_Page text_
******************************

On the album Geer does an update of a song his father used to sing to him (“On Mobile Bay”), a hypnotic Baroque/Renaissance era madrigal called “Heigh Ho (Nobody Home)” he sang in his high school chorus, and the apologetic double take of “Things I Shud’v Done” and “Things I Should Have Done. The former is a slow, bluesy take and the latter is a marvelous scorching take done in the half the time. “Ultrabad” veers into stoner rock/psychedelic territory and the shotgun boogie of “KEF-666” is laced with dynamite sure to melt speakers.
Geer even revisits his last album Into Missionfield with a happy song called “I Saw it with My Own Two Eyes Again” that’s about a UFO.
“This version is creepier. It’s about a UFO encounter I had as a little guy so it felt right. I’m a big Flaming Lips fan and they cover themselves all the time so I figured I could too. It’s really liberating to rid oneself of the rules we put up.”
More with Morgan Christopher Geer
First, is this a solo show or a full band show in Wilmington?
Geer: We’ll see. That’s been a thorn in my side since moving back to North Carolina. My band here is composed of loaners so I’ll see who’s available. As of today it looks like Drunken Prayer will be an electric two-piece, drums and guitar.

******************************

_Excerpted records_
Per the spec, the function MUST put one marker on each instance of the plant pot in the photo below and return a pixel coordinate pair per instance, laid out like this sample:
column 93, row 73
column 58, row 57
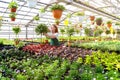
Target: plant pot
column 46, row 41
column 92, row 18
column 98, row 22
column 109, row 25
column 69, row 43
column 13, row 19
column 80, row 18
column 57, row 23
column 57, row 14
column 13, row 9
column 31, row 3
column 17, row 42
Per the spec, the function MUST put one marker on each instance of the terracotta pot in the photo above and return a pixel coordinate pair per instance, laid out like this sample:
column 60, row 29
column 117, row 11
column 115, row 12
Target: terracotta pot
column 13, row 9
column 12, row 19
column 109, row 25
column 92, row 18
column 57, row 14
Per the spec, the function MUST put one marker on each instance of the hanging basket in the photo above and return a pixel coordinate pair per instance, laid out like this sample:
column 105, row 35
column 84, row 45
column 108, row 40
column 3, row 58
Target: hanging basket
column 13, row 9
column 13, row 19
column 99, row 22
column 80, row 18
column 31, row 3
column 109, row 25
column 57, row 14
column 92, row 18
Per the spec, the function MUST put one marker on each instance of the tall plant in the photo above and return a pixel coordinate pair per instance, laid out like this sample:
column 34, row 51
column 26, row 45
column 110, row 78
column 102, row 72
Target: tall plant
column 62, row 31
column 70, row 31
column 40, row 29
column 16, row 30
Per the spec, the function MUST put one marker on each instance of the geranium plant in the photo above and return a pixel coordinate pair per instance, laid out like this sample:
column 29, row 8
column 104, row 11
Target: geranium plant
column 57, row 10
column 16, row 30
column 13, row 6
column 40, row 29
column 12, row 16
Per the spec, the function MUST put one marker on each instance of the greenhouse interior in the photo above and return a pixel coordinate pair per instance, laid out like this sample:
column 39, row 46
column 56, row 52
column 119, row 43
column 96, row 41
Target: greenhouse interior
column 59, row 40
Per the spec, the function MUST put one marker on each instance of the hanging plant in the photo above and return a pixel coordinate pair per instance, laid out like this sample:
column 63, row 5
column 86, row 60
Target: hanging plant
column 92, row 18
column 57, row 10
column 12, row 16
column 40, row 29
column 109, row 24
column 57, row 22
column 42, row 10
column 31, row 3
column 13, row 6
column 36, row 18
column 16, row 30
column 117, row 23
column 80, row 16
column 99, row 21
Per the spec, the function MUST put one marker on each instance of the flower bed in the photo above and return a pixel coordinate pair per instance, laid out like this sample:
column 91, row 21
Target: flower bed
column 60, row 51
column 103, row 45
column 19, row 65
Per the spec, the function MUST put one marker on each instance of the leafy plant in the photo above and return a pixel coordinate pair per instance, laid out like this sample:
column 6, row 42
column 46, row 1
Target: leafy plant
column 62, row 31
column 57, row 7
column 80, row 14
column 40, row 29
column 36, row 18
column 16, row 30
column 109, row 22
column 13, row 4
column 70, row 31
column 12, row 15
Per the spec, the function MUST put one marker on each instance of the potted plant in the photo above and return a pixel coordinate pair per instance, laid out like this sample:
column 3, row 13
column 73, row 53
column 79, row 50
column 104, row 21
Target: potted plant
column 36, row 18
column 62, row 31
column 57, row 10
column 92, row 18
column 40, row 29
column 109, row 24
column 13, row 6
column 12, row 16
column 31, row 3
column 16, row 30
column 80, row 16
column 70, row 32
column 57, row 22
column 99, row 21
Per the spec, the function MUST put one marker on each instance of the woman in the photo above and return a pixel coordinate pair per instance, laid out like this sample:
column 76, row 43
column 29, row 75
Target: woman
column 53, row 35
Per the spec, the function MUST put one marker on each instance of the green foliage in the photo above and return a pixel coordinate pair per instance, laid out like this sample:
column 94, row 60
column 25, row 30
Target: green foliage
column 62, row 31
column 87, row 31
column 79, row 13
column 117, row 23
column 57, row 7
column 42, row 10
column 70, row 31
column 36, row 18
column 103, row 45
column 98, row 32
column 13, row 4
column 12, row 15
column 41, row 28
column 97, row 19
column 109, row 22
column 16, row 30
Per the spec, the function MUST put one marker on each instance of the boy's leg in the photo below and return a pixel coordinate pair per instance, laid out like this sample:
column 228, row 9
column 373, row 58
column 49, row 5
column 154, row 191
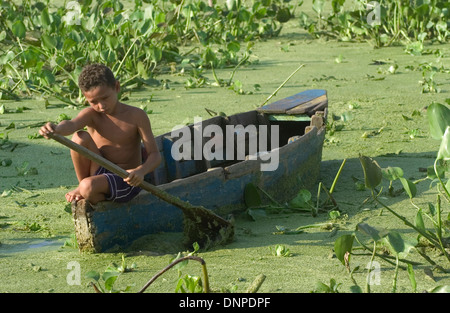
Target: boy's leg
column 92, row 188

******************************

_What is expected_
Continue the piece on Morgan Christopher Geer's album and Wilmington show from where it stops. The entries have nothing to do with what comes next.

_Result below_
How did you get those raw tunings on “Ultrabad” and “KEF-666”? “KEF-666” is dynamite. That must be fun to level at a crowd.
Geer: Well they’re probably closer to raw de-tunings. Those two were recorded live with drums and guitar on a Radio Shack PZM mic. The vocals on “Ultrabad” were sung through the pickups of an old Telecaster. Some of what you might be hearing could also be the tape flutter in the initial cassette recording. Unfortunately I’ve yet to play “KEF-666” live since House of Morgan came out. I’d love to, but I’ll need a solid band first.
Why led you to revisit “I Saw it with My Own Two Eyes,” albeit with a great co-singer?
Geer: This version is creepier. It’s about a UFO encounter I had as a little guy so it felt right. I’m a big Flaming Lips fan and they cover themselves all the time so I figured I could too. It’s really liberating to rid oneself of the rules we put up. The co-singer is me, run through an effects processor that makes me sound like a drowning baby.
“Heigh Ho” is hypnotic with a lot of punch.
Geer: It’s a sixteenth century English madrigal. We used to sing it in my high school chorus at Christmas. I always thought it would make for an interesting old time style song, so I recorded the guitar, mandolin and vocals with W.C. Beck at KXCI in Tucson in the middle of a tour, and then I did the rest at home.
Are you a restless personality, needing constant change of scenery?
Geer: Yeah. My single mom and I moved a lot in my formative years. I was forever making new friends and entertaining myself. I’d like to be out playing more than I am now.
With songs, are you writing about yourself or the world through as it moves around you?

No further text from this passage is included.